• The task:
Report, as a bare number, how many lines in the data contain "dragonfly".

• Information supplied:
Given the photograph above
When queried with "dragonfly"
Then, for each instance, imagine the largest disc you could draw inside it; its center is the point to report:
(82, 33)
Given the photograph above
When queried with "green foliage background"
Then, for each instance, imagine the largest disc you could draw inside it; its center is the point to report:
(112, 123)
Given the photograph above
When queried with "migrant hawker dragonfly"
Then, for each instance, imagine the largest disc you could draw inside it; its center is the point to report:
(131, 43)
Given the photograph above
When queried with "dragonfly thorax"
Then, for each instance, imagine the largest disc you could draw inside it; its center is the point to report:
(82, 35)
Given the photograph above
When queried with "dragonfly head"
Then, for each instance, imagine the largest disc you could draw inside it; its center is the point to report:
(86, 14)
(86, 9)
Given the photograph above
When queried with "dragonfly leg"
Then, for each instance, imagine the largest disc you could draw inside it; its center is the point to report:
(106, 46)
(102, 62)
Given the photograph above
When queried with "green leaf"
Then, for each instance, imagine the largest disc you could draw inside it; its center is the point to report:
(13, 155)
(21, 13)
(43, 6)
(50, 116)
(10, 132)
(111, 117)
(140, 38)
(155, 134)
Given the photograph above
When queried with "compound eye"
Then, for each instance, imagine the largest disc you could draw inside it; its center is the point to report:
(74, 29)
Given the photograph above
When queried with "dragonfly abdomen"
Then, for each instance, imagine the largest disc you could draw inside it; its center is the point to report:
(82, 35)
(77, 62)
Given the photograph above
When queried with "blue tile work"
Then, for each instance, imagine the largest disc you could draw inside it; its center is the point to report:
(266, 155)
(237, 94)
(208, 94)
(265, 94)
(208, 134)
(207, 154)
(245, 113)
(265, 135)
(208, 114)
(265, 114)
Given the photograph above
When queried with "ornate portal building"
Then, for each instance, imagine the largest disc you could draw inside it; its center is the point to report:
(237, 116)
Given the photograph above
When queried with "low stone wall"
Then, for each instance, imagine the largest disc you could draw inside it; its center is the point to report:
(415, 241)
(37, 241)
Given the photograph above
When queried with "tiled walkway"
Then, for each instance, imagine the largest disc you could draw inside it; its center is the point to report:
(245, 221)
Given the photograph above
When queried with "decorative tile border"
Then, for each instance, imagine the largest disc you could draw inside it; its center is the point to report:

• Response:
6